> **Direction 1**
List every line of the records that contains the word "horse", matching its case exactly.

> **Passage**
<<<<
Off South Florida, Atlantic kingfish intermingle with Gulf kingfish during the winter months. This winter mixing zone is primarily around the Florida Keys, where the December kingfish bite ramps up along with the action for other species like sailfish and wahoo.
In the Gulf of Mexico, kings spend summer in the northern Gulf, with high densities tracked to waters off the mouth of the Mississippi River. In fall, they push south in two separate groups. Some fish move east and then south along the Florida coast, where anglers intercept them as they move down the coastline.
The other group of Gulf kings moves west with the arrival of cooler weather. They run down the Texas coast to winter off the south Texas. Some of these fish push farther south into waters off Mexico’s Yucatan.
Regardless of where you fish along these migrations, kingfish are looking for the same conditions. They can be found on ledges, reefs, oil rigs and wrecks, wherever there are baitfish. They like nearshore and offshore structure and color breaks where plankton-rich waters exist in the temperature range they prefer.
>>>>
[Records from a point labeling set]
<<<<
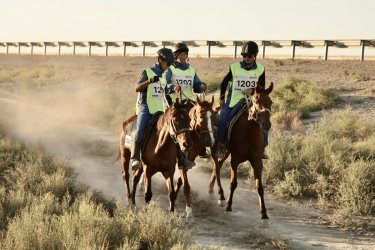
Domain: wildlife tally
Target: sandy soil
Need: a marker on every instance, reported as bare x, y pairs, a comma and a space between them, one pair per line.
63, 133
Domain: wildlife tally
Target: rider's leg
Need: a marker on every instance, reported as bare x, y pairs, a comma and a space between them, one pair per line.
265, 138
182, 160
222, 127
142, 120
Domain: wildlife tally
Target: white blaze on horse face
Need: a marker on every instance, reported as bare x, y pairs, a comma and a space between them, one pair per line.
209, 124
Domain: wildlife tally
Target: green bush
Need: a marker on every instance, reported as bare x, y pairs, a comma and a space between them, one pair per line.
42, 207
298, 95
334, 162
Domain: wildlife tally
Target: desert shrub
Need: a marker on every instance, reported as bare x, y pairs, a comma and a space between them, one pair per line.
278, 62
42, 207
329, 162
361, 76
298, 95
356, 191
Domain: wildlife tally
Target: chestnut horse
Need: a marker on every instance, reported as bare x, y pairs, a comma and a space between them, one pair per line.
160, 153
246, 144
202, 120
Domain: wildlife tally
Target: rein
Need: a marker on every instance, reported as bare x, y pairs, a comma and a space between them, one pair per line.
254, 113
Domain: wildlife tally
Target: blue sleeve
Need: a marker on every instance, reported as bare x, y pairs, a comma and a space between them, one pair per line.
169, 89
197, 84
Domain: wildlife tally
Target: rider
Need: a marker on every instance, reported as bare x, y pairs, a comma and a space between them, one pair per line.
250, 71
182, 74
150, 99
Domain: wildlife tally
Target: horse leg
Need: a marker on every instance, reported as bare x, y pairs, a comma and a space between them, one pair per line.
178, 185
216, 174
136, 177
258, 168
125, 160
185, 181
211, 183
233, 184
147, 185
172, 193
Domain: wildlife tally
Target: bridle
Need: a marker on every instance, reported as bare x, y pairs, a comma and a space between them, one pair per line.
254, 112
174, 132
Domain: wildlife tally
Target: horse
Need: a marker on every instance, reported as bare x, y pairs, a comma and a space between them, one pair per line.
160, 152
202, 120
246, 144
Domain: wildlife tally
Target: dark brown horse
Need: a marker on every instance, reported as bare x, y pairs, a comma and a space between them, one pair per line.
246, 144
160, 153
202, 120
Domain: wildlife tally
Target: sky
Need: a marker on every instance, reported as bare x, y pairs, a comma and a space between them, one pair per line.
157, 20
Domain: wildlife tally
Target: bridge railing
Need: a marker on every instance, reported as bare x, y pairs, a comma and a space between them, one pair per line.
293, 45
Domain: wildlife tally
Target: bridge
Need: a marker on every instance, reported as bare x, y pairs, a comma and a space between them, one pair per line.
234, 46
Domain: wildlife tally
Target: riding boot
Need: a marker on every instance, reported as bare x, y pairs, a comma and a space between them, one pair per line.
265, 156
203, 153
221, 148
136, 157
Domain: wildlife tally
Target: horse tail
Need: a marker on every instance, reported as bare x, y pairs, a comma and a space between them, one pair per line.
123, 128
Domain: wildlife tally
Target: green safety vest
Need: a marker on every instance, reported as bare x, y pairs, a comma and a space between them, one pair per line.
154, 99
243, 79
184, 78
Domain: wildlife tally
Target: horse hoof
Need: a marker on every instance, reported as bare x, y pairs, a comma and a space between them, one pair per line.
220, 203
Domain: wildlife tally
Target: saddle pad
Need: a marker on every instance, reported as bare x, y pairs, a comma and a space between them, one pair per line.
234, 120
131, 129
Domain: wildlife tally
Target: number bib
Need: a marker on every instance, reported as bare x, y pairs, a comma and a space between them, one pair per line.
156, 90
184, 81
245, 82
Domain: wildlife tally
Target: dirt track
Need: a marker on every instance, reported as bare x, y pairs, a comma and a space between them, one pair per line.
63, 134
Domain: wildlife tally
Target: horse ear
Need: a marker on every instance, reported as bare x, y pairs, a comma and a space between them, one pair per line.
258, 88
270, 88
199, 101
212, 101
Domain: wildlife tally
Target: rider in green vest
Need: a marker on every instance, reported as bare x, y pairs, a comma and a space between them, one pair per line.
180, 73
150, 99
241, 76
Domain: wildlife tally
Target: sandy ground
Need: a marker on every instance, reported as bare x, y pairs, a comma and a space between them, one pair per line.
63, 132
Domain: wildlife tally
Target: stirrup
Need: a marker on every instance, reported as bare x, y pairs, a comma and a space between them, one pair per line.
187, 164
264, 155
220, 154
204, 154
136, 164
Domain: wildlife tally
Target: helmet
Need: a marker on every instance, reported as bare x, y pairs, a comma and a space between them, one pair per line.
166, 55
249, 48
181, 47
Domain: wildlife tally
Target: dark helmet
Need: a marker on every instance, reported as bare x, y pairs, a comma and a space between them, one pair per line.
166, 55
180, 47
249, 48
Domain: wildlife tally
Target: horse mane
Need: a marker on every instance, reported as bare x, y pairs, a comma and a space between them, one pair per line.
161, 126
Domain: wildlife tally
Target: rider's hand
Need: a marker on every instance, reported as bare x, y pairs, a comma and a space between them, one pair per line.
222, 103
154, 79
203, 86
177, 88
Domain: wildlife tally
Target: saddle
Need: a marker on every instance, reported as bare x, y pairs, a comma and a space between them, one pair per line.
234, 120
130, 132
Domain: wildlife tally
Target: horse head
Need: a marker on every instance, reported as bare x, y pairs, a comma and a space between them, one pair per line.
202, 120
179, 122
260, 110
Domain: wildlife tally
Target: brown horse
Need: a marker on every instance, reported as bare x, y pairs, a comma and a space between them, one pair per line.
160, 153
246, 144
202, 120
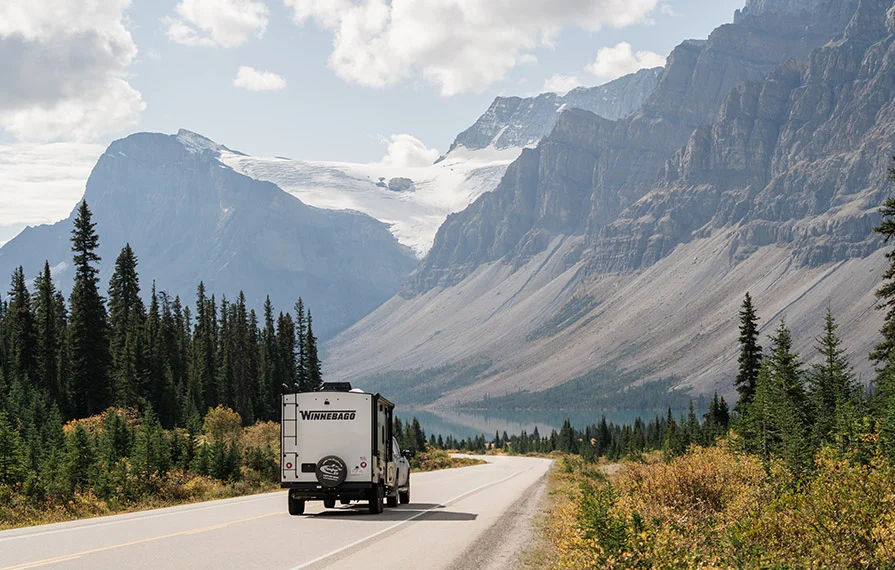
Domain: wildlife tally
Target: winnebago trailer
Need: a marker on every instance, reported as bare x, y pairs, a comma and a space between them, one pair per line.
337, 444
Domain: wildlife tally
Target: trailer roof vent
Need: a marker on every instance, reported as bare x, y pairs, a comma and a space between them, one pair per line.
>>>>
> **Direction 2**
Write what comes next in the passage on kingfish migration, starting after its last sentence.

> **Exercise answer 1**
Target: white blaze on horse face
Target: chestnut horse
Target: horse leg
Target: horse
Target: dark brown horse
Target: horse tail
Target: horse hoof
Target: horse ear
Target: horse mane
Target: horse head
Target: brown horse

> **Exercise answer 2**
Trolling or drifting are the most effective methods to target kings, and good live bait is the best way to hook up with big ones. Blue runners, pogies (menhaden), pilchards, threadfin herring, any bait with some silver flash is good. Switching them out and keeping them lively is important. A heavy chum slick can do wonders for bringing them up near the surface.
Idle speed is about right for pulling baits. Stagger depth and distance from the boat. Bump the throttle into neutral and drift when the sonar shows good bottom or bait.
A mainline of 20- to 30-pound monofilament will suffice, but with all the teeth in a king’s mouth, a wire leader is required. Depending on water clarity, go as heavy as the fish will allow, but keep it light enough for your bait to appear natural.
A 24-inch, single-strand wire of 40-pound test is a starting point. Go lighter in clear water or with smaller baits; go heavier in dirty water or if you’re fishing big baits.